Anotações de contorno de objetos
-*-*-
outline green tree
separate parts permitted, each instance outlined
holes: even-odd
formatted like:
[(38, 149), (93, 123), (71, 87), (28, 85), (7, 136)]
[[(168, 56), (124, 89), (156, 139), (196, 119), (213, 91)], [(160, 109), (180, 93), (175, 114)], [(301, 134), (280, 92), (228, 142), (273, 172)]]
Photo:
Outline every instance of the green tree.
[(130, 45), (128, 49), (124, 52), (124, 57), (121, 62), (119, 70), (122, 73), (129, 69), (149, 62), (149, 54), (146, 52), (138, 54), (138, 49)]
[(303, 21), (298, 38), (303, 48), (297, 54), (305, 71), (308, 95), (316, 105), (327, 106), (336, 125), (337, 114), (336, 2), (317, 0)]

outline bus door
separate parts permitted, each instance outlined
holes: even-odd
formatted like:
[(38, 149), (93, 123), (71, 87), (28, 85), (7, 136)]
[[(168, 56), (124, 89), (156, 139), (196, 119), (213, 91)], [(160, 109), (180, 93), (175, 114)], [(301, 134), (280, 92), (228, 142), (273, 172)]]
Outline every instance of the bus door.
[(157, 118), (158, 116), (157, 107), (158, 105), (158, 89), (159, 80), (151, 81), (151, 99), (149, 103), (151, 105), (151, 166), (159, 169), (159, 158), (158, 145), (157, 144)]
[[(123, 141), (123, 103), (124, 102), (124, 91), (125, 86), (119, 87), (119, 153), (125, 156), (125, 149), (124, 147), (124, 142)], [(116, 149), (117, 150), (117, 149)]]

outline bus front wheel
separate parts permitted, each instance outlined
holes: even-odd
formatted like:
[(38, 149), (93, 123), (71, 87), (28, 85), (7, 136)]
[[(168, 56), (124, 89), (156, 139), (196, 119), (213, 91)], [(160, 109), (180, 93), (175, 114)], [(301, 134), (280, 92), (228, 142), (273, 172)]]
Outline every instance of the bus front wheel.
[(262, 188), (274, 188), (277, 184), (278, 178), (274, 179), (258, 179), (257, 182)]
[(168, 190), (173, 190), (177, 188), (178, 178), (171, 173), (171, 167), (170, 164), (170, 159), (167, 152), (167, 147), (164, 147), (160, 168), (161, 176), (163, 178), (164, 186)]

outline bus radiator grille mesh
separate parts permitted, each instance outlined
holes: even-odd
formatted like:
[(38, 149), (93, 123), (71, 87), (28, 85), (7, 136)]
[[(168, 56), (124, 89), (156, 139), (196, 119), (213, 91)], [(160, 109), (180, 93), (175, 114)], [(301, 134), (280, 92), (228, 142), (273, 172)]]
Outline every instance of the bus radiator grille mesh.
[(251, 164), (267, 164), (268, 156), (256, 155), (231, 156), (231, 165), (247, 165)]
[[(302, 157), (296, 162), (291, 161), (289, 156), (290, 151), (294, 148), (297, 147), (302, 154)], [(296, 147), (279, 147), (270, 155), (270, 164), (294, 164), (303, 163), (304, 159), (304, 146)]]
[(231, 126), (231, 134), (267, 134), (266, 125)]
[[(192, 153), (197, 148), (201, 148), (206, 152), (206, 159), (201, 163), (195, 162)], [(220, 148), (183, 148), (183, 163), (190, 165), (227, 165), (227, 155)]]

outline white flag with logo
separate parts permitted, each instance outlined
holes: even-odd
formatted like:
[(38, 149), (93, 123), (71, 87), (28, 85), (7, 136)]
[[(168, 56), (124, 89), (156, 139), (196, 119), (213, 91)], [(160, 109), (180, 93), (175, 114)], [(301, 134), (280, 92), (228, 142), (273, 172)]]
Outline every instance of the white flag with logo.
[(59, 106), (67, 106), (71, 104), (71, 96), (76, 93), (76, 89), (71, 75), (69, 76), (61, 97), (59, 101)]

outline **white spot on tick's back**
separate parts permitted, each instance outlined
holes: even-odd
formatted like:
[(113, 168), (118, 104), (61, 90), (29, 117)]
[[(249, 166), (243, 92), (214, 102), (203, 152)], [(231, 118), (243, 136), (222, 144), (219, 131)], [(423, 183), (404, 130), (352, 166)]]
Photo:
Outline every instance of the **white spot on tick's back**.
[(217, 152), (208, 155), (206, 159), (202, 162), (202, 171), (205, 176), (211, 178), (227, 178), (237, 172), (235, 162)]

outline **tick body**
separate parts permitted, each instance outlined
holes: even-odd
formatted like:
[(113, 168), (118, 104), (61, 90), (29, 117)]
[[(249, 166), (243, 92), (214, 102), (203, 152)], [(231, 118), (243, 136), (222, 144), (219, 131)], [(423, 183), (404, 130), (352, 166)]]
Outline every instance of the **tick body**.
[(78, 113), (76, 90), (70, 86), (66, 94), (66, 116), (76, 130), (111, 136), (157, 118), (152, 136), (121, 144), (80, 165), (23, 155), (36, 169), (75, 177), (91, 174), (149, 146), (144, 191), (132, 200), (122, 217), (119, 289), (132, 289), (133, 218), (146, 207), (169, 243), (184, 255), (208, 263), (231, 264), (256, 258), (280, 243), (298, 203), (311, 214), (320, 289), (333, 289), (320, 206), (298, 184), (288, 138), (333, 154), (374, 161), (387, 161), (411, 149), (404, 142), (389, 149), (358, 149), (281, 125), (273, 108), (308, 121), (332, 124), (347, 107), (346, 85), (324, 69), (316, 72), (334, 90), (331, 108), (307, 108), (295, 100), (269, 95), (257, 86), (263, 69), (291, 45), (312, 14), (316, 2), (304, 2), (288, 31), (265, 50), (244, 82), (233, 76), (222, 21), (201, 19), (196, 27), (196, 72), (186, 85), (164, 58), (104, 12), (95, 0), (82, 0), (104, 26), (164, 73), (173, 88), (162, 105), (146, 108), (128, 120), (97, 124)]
-*-*-
**Instrução:**
Troque "permitted" por "allowed" em todos os dados acima e reproduza-os sem nenhuma outra alteração.

**Resultado do exercício:**
outline green tree
separate parts allowed, each instance outlined
holes: even-odd
formatted like:
[(38, 149), (93, 123), (71, 87), (28, 85), (7, 136)]
[[(168, 56), (124, 89), (156, 139), (196, 119), (213, 91)], [(160, 109), (180, 93), (175, 114)], [(301, 134), (280, 92), (228, 142), (273, 172)]]
Photo:
Outline every instance of the green tree.
[(130, 45), (128, 49), (124, 52), (124, 57), (121, 62), (119, 70), (122, 73), (129, 69), (149, 62), (149, 54), (146, 52), (138, 54), (138, 49)]
[(303, 21), (298, 38), (303, 48), (297, 54), (305, 71), (308, 95), (316, 105), (327, 106), (336, 125), (337, 114), (336, 2), (317, 0)]

outline bus door
separate parts allowed, each instance outlined
holes: even-odd
formatted like:
[(38, 149), (93, 123), (71, 87), (28, 85), (7, 136)]
[[(168, 56), (124, 89), (156, 139), (196, 119), (213, 91)], [(160, 109), (180, 93), (175, 114)], [(301, 134), (280, 92), (228, 142), (273, 172)]]
Outline every instance of the bus door.
[(157, 118), (158, 116), (157, 107), (158, 105), (158, 89), (159, 80), (151, 81), (151, 99), (149, 103), (151, 105), (151, 166), (159, 169), (159, 158), (158, 145), (157, 144)]
[[(123, 141), (123, 103), (124, 102), (124, 91), (125, 86), (119, 87), (119, 153), (125, 156), (125, 149), (124, 147), (124, 142)], [(116, 149), (117, 150), (117, 149)]]

outline bus front wheel
separate parts allowed, each instance outlined
holes: even-odd
formatted like:
[(38, 149), (93, 123), (71, 87), (28, 85), (7, 136)]
[[(168, 56), (124, 89), (156, 139), (196, 119), (213, 91)], [(160, 109), (180, 93), (175, 114)], [(301, 134), (280, 92), (228, 142), (273, 172)]]
Outline every instance of the bus front wheel.
[(262, 188), (274, 188), (277, 184), (278, 178), (274, 179), (258, 179), (257, 182)]
[(168, 190), (173, 190), (177, 188), (178, 178), (171, 173), (171, 167), (170, 164), (170, 159), (167, 152), (167, 147), (164, 147), (160, 168), (161, 176), (163, 178), (164, 186)]

outline bus radiator grille mesh
separate parts allowed, each instance outlined
holes: even-odd
formatted like:
[(38, 149), (93, 123), (71, 87), (28, 85), (7, 136)]
[[(168, 56), (124, 89), (156, 139), (196, 119), (213, 91)], [(160, 109), (180, 93), (175, 114)], [(301, 134), (280, 92), (228, 142), (273, 172)]]
Outline every instance of the bus radiator grille mesh.
[(251, 164), (267, 164), (268, 156), (256, 155), (231, 156), (231, 165), (247, 165)]
[[(302, 157), (296, 162), (291, 161), (289, 156), (290, 151), (294, 148), (297, 147), (302, 154)], [(296, 147), (279, 147), (270, 155), (270, 164), (294, 164), (303, 163), (304, 159), (304, 146)]]
[(231, 126), (231, 134), (267, 134), (266, 125)]
[[(192, 153), (197, 148), (201, 148), (206, 152), (206, 159), (201, 163), (195, 162)], [(220, 148), (183, 148), (183, 163), (190, 165), (227, 165), (227, 155)]]

outline white flag with logo
separate parts allowed, each instance outlined
holes: even-odd
formatted like:
[(38, 149), (93, 123), (71, 87), (28, 85), (7, 136)]
[[(168, 56), (124, 89), (156, 139), (196, 119), (213, 91)], [(160, 109), (180, 93), (175, 114)], [(301, 134), (280, 92), (228, 142), (273, 172)]]
Outline every instance of the white flag with logo.
[(59, 106), (67, 106), (71, 104), (71, 96), (76, 93), (76, 89), (71, 75), (69, 76), (61, 97), (59, 101)]

outline **white spot on tick's back**
separate parts allowed, each instance outlined
holes: even-odd
formatted like:
[(113, 168), (118, 104), (61, 90), (29, 117)]
[[(249, 166), (243, 92), (214, 102), (203, 152)], [(231, 118), (243, 136), (222, 144), (219, 131)], [(423, 183), (404, 130), (352, 166)]]
Photo:
Outline every instance of the **white spot on tick's back**.
[(217, 152), (208, 155), (206, 159), (202, 162), (202, 171), (205, 176), (211, 178), (227, 178), (237, 172), (235, 162)]

outline **tick body**
separate parts allowed, each instance outlined
holes: even-odd
formatted like:
[(113, 168), (118, 104), (61, 90), (29, 117)]
[[(249, 166), (243, 92), (214, 102), (203, 152)], [(231, 118), (243, 136), (222, 144), (219, 131)], [(423, 183), (404, 130), (352, 166)]]
Outline every instance of the **tick body**.
[(78, 113), (76, 90), (70, 86), (66, 94), (66, 116), (76, 130), (111, 136), (157, 118), (152, 136), (121, 144), (80, 165), (23, 155), (36, 169), (75, 177), (91, 174), (149, 146), (144, 191), (132, 200), (122, 217), (119, 289), (132, 289), (133, 218), (146, 207), (169, 243), (184, 255), (208, 263), (231, 264), (256, 258), (280, 243), (298, 203), (311, 214), (320, 289), (333, 289), (320, 206), (298, 184), (288, 138), (333, 154), (374, 161), (387, 161), (411, 149), (404, 142), (389, 149), (358, 149), (281, 125), (273, 108), (308, 121), (332, 124), (347, 107), (346, 85), (324, 69), (316, 72), (334, 90), (331, 108), (307, 108), (295, 100), (269, 95), (257, 86), (263, 69), (291, 45), (312, 14), (316, 2), (304, 2), (288, 31), (265, 50), (244, 82), (233, 76), (222, 21), (201, 19), (196, 27), (196, 72), (186, 85), (164, 58), (104, 12), (95, 0), (82, 0), (104, 26), (164, 73), (173, 88), (162, 105), (146, 108), (128, 120), (97, 124)]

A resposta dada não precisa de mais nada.